- [Problem details]
Top to bottom, output the entries that follow exactly.

(Free-text object descriptions)
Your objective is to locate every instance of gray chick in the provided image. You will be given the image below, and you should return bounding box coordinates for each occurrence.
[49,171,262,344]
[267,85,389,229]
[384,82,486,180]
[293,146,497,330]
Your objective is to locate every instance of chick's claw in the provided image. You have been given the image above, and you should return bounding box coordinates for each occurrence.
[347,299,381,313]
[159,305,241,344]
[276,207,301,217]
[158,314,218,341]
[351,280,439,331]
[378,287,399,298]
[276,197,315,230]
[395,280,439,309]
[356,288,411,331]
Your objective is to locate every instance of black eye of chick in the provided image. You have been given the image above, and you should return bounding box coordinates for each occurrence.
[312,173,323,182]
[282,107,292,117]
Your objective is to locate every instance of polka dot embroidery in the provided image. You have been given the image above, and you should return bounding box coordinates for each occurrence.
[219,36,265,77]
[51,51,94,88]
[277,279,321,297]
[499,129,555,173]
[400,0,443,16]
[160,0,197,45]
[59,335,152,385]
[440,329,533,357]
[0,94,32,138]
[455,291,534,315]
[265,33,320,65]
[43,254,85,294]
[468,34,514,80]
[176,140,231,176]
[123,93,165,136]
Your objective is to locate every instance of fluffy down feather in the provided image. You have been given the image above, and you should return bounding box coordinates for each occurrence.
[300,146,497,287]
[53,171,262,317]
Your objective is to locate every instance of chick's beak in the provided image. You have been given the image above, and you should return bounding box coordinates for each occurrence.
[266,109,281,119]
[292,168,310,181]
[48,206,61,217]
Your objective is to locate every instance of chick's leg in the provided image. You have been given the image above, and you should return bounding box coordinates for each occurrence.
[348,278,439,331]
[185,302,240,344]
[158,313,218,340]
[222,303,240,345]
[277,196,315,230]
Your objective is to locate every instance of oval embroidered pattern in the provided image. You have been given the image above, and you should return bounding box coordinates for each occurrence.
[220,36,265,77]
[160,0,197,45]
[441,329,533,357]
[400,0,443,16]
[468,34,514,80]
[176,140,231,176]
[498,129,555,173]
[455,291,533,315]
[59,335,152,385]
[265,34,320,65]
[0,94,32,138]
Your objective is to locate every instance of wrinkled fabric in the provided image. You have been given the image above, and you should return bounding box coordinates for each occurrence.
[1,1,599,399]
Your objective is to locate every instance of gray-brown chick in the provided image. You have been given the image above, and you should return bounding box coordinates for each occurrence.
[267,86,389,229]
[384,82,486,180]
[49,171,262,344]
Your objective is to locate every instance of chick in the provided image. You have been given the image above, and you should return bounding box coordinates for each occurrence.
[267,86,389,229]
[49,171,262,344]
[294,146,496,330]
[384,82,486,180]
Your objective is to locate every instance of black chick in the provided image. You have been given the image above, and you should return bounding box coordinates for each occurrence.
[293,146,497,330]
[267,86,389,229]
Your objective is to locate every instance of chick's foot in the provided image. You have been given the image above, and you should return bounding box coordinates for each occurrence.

- [Exercise result]
Your objective is to locate every instance of gray chick in the provided image. You will be given the image below, and you should return bounding box coordinates for each occurrence.
[49,171,262,344]
[267,85,389,229]
[384,82,486,180]
[293,146,497,330]
Your objective is to locate every instance of chick's claw in the provided image. You have been given the image above, and you should return bounding box coordinates for each occurrence.
[347,299,381,313]
[159,305,241,344]
[276,207,301,217]
[158,314,218,341]
[351,280,439,331]
[378,287,399,298]
[276,197,315,230]
[395,280,439,309]
[356,288,411,331]
Your objective is to locate every instance of black eye of chick in the provided image. You have been given the image above, and you should return bounding box coordinates for each occurrence.
[312,173,323,182]
[282,107,292,117]
Your objective is to locate every instance of polka dot embroidery in the provided image. You have been given the image above, and you should return bounding box coordinates for each occurrence.
[219,36,265,77]
[51,51,94,88]
[277,279,321,297]
[499,129,555,173]
[400,0,443,16]
[160,0,197,45]
[59,335,152,385]
[440,329,533,357]
[0,94,32,138]
[455,291,534,315]
[265,33,320,65]
[43,254,85,294]
[468,34,514,80]
[176,140,231,176]
[123,93,165,136]
Your objective is to locate every instance of fluffy down feather in the provided image. You have been given the image above, and you should return bounding box coordinates for each occurrence.
[300,146,497,287]
[53,171,262,317]
Your objective is to locate every instance of chick's beak in the provided image. You have been given the image above, and you should return bounding box coordinates for each occurrence.
[266,109,281,119]
[292,168,310,181]
[48,206,61,217]
Your objective is to locate every instance of chick's leg in the provided image. You have been given the image above, and you should return bounding box coordinates for each occurrence.
[348,278,439,331]
[185,302,240,344]
[158,313,218,340]
[222,303,240,345]
[277,196,315,230]
Your objective is to locate every instance of oval embroidered pattern in the provided image. You have been given the image above, and you should return bounding box coordinates for each occurrence.
[220,36,265,77]
[160,0,197,45]
[441,329,533,357]
[400,0,443,16]
[468,34,514,80]
[176,140,231,176]
[498,129,555,173]
[455,291,533,315]
[59,335,152,385]
[265,34,320,65]
[0,94,32,138]
Your objective is to locate every instance of wrinkled fabric in the provided image. You have been given the image above, and you should return bounding box coordinates for each occurrence.
[1,1,599,399]
Your objective is to locate every instance of gray-brown chick in the provided image. You have been given the image above, and you should return bounding box coordinates for each occurrence.
[267,86,389,229]
[384,82,486,180]
[49,171,262,344]
Your objective is to locate every instance of chick in the provided image. You have been given the image above, and you should return bounding box coordinates for each occurrence.
[267,86,389,229]
[49,171,262,344]
[294,146,496,330]
[384,82,486,180]
Your objective is to locate every instance of black chick in the provided image. You have been given the image above, and you should return bounding box coordinates for each occurrence.
[293,146,497,330]
[267,86,389,229]
Your objective is to locate every instance of chick's foot in the provided image. You have been given the image above, and you should return bounding box coordinates for each occurrence.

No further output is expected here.